[EXERCISE AIM]
From the data below, copy exactly the lines that lie between the one holding "# coordinates come back like pixel 794" and the one holding "# coordinates come back like pixel 15", including both, and nothing more.

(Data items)
▬▬▬▬▬▬▬▬▬▬
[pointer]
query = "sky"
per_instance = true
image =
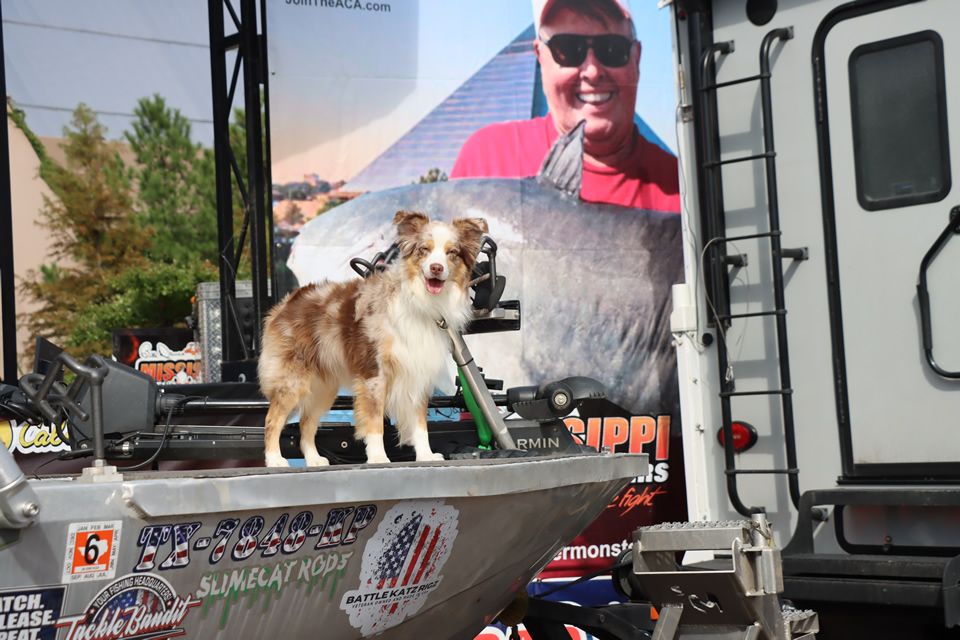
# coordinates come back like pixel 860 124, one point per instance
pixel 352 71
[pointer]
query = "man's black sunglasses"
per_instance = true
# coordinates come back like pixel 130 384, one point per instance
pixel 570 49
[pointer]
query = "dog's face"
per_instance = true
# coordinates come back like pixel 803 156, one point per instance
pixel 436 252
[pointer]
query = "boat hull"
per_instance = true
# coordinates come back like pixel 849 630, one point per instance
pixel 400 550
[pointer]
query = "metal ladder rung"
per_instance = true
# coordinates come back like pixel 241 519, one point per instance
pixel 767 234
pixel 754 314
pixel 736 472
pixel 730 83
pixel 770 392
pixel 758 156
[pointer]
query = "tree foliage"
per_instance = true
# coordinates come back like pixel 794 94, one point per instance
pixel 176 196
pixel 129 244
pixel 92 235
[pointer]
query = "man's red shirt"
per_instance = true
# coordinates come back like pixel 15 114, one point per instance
▬▬▬▬▬▬▬▬▬▬
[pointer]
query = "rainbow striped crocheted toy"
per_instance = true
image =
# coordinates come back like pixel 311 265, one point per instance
▬▬▬▬▬▬▬▬▬▬
[RESPONSE BOX]
# coordinates come back like pixel 794 94, one point per instance
pixel 176 196
pixel 129 244
pixel 92 235
[pointer]
query = "man's red shirt"
per_instance = true
# coordinates come back like pixel 15 114, one point per instance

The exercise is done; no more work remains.